▸ Work to complete: Reproduce every item below word for word, leaving out the pictures.

▸ Data rows:
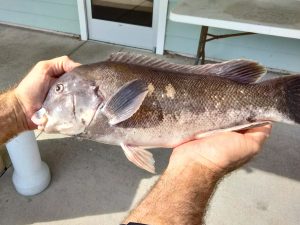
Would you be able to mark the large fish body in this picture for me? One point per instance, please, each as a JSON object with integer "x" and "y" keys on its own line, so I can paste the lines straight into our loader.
{"x": 140, "y": 102}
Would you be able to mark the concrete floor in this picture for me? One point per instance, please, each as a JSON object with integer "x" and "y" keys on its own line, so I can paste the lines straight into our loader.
{"x": 94, "y": 183}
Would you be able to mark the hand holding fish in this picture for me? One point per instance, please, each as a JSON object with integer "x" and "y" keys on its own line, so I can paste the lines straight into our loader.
{"x": 223, "y": 152}
{"x": 32, "y": 90}
{"x": 183, "y": 191}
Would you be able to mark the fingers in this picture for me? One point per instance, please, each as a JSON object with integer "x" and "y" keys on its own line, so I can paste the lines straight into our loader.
{"x": 58, "y": 66}
{"x": 259, "y": 134}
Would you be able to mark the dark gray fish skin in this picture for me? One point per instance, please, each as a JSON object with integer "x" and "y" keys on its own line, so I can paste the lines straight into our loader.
{"x": 138, "y": 102}
{"x": 195, "y": 104}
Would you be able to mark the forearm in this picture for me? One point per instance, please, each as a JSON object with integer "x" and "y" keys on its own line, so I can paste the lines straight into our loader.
{"x": 179, "y": 197}
{"x": 12, "y": 117}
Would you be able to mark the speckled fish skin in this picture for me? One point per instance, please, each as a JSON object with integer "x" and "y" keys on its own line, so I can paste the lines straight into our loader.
{"x": 139, "y": 102}
{"x": 178, "y": 106}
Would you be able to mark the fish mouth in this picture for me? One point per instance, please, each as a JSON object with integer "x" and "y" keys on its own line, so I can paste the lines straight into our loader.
{"x": 40, "y": 118}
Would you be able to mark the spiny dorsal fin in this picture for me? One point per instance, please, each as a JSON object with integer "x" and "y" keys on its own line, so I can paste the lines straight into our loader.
{"x": 242, "y": 71}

▸ Output of the task:
Would you be able to mark the large fish body in this picture for me? One point per instance, please, each as a JSON object with integer "x" and "y" keys on its own line, so I can paste the lines straight into our loader.
{"x": 140, "y": 102}
Would you be able to mark the concrete floor in this picture for me? One point per instance, please, each as a JSON object with integer "x" and "y" keys on its own line, so I can paste the lines straight into our loader.
{"x": 94, "y": 183}
Would you be able to mark the hand holding fish in this picture for me? One point per instance, please, each as a JSON object with integer "x" and "y" keys on its own line, so I can paste the lines straight into our loader.
{"x": 223, "y": 152}
{"x": 32, "y": 90}
{"x": 183, "y": 191}
Would you be able to mark the fingers in this picture for me? One point per instance, please, each as a JSON object with integer "x" and "y" keys on its own line, so I can paste the lines straight into our loader.
{"x": 58, "y": 66}
{"x": 259, "y": 134}
Would you be able to mark the dark gray fish skin in this picture for me? One point per instance, please, each as a JSON object with integer "x" and "y" keys on its own line, so I can paste the lines straight into our loader.
{"x": 138, "y": 102}
{"x": 195, "y": 104}
Would you be able to mark the forearm in this picture for me? One point per instance, please, each as a JSON object with integer "x" and "y" keys on its own line, so I can paste the lines straight into our loader.
{"x": 179, "y": 197}
{"x": 12, "y": 117}
Would you be able to mark the speckled fish skin in this picture for me? One point per instance, please, each as a JSON object with integer "x" and "y" keys on its own line, so I can paste the lines straight into our loader.
{"x": 139, "y": 102}
{"x": 178, "y": 106}
Would you be able to mark the fish mouth in this picture for me? One point per instance, please, each as a JSON object with integer "x" and "y" keys on its own line, so I can paste the lines straight into our loader.
{"x": 40, "y": 118}
Would you be able to mark the spiny dorsal fin in this picture for me? One point per instance, please, each as a JSON object with integer "x" and "y" keys on its own line, so I can paste the lines straight into our loader.
{"x": 242, "y": 71}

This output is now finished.